PAGE EXTRACT:
Re: collage film history

From: Myron Ort (email suppressed)
Date: Mon Jun 29 2009 - 15:09:09 PDT


In that the term "collage" was initially used to describe the impulse
of the cubist painters, Braque and Picasso in particular, to
incorporate "foreign" material (newsprint say) into their oil
paintings, I would say that the term "collage film" would best be
used to describe a similar process of incorporating material
"foreign" to the imagery inherent in the original exposed film emulsion.

A film, perhaps conceived with structural concepts borrowed from the
world of Cubist painting, might be called "cubist film" and in that
sense if multiple exposure had been used, non-narratively,
non-"figuratively", and non-gimmickly, but rather as a way of
achieving the same compositional or visual organizational goals as
Cubism in painting, then that term might be appropriate to film as
well, although certainly the technique could also be used to achieve
something akin to "Dada" and/or "Surrealism" as known in the history
of art as well.

Raw records:
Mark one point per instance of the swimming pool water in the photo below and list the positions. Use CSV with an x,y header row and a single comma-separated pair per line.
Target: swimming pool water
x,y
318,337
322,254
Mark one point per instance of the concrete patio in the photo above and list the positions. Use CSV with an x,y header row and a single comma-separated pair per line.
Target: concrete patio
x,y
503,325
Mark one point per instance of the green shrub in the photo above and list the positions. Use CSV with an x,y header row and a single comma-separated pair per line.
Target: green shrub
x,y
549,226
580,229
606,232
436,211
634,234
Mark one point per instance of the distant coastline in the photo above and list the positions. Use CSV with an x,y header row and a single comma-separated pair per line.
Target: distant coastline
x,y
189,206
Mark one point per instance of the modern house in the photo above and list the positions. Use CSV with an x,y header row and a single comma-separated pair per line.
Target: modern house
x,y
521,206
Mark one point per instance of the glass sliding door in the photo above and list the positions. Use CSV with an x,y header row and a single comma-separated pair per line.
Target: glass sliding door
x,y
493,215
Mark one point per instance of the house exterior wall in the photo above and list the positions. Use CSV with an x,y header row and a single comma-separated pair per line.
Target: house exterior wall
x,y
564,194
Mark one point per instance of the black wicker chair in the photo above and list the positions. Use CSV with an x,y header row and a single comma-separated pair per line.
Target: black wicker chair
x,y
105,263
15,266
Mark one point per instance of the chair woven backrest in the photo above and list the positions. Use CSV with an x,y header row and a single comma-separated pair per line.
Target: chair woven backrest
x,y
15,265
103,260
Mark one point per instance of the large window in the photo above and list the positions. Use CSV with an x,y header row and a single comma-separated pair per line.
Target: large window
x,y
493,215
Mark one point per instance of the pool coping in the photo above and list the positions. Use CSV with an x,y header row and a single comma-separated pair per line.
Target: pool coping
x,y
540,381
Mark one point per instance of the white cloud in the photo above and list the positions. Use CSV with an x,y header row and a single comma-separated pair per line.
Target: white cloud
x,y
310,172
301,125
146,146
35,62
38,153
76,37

REQUESTS:
1) In the collage film post, which cubist painters are named in particular?
2) List every art movement that the collage film post names.
3) Resume the collage film post from the point where it stops.
The records have no connection to the collage film post.

ANSWERS FOR THIS EXERCISE:
1) Braque and Picasso.

2) Cubism, Dada, Surrealism

3)
I am comfortable with the term "Found Footag Film" to describe the
genre so masterfully achieved by the likes of Bruce Conner and
others. I would myself describe Rose Hobart as a found footage
film. I would describe Larry Jordan's work and other similar as
"collage animation".

All other schemes for arranging shots seem to be covered by the term
"montage" in the general sense, "editing" or "cutting" in an even
more general sense, or more specifically "intellectual montage" if
consciously evoking Eisenstein's approach to thesis/antithesis/
synthesis.

"The now-common montage sequence often appeared as notation in
Hollywood scripts of the 1930s and 40s as the "vorkapich" because of
his mastery of dynamic visual montage sequence wherein time and space
are compressed using a variety of editing techniques and camera
moves. Vorkapich used kinetic editing, lapse dissolves, tracking
shots, creative graphics and optical effects for his own stunning
montage sequences for such features as Mr. Smith Goes to Washington,
Meet John Doe, Maytime, Crime without Passion, Manhattan Melodrama,
Firefly, and Manhattan Cocktail. He created, shot, and edited these
kinesthetic montages for features at MGM, RKO, and Paramount,
popularizing the usage of the term "Vorkapich" in the Hollywood
screenplays of the time."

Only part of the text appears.